Por favor, informe em quantas linhas dos registros aparece a palavra "model". Responda somente com o número.

════════════════

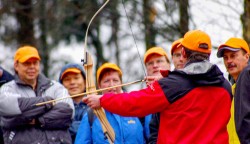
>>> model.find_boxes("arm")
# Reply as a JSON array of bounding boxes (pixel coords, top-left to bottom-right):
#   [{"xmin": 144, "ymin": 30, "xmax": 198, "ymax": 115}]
[
  {"xmin": 1, "ymin": 97, "xmax": 52, "ymax": 129},
  {"xmin": 234, "ymin": 67, "xmax": 250, "ymax": 144},
  {"xmin": 75, "ymin": 113, "xmax": 92, "ymax": 144},
  {"xmin": 50, "ymin": 82, "xmax": 75, "ymax": 118},
  {"xmin": 100, "ymin": 82, "xmax": 169, "ymax": 117},
  {"xmin": 148, "ymin": 113, "xmax": 160, "ymax": 144},
  {"xmin": 38, "ymin": 103, "xmax": 73, "ymax": 129}
]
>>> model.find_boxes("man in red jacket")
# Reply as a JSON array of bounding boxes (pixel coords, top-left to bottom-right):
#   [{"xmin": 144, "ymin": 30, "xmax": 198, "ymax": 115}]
[{"xmin": 83, "ymin": 30, "xmax": 232, "ymax": 144}]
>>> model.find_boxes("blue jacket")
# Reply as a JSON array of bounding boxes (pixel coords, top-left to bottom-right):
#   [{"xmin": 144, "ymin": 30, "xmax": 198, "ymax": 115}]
[
  {"xmin": 69, "ymin": 102, "xmax": 88, "ymax": 142},
  {"xmin": 75, "ymin": 111, "xmax": 144, "ymax": 144}
]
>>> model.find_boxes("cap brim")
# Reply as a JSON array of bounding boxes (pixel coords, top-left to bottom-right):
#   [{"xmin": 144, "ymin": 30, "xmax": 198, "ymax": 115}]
[
  {"xmin": 18, "ymin": 55, "xmax": 40, "ymax": 63},
  {"xmin": 217, "ymin": 46, "xmax": 240, "ymax": 58},
  {"xmin": 61, "ymin": 68, "xmax": 81, "ymax": 79},
  {"xmin": 144, "ymin": 51, "xmax": 165, "ymax": 63}
]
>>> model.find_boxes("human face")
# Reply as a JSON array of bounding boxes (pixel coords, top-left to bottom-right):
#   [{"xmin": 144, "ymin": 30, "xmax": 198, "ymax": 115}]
[
  {"xmin": 14, "ymin": 58, "xmax": 40, "ymax": 88},
  {"xmin": 98, "ymin": 71, "xmax": 122, "ymax": 94},
  {"xmin": 223, "ymin": 50, "xmax": 249, "ymax": 81},
  {"xmin": 145, "ymin": 54, "xmax": 170, "ymax": 76},
  {"xmin": 62, "ymin": 72, "xmax": 85, "ymax": 95},
  {"xmin": 172, "ymin": 47, "xmax": 187, "ymax": 69}
]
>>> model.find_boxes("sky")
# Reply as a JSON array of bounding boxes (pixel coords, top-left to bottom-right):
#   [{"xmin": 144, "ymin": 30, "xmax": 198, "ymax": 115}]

════════════════

> **RESPOSTA DA TAREFA**
6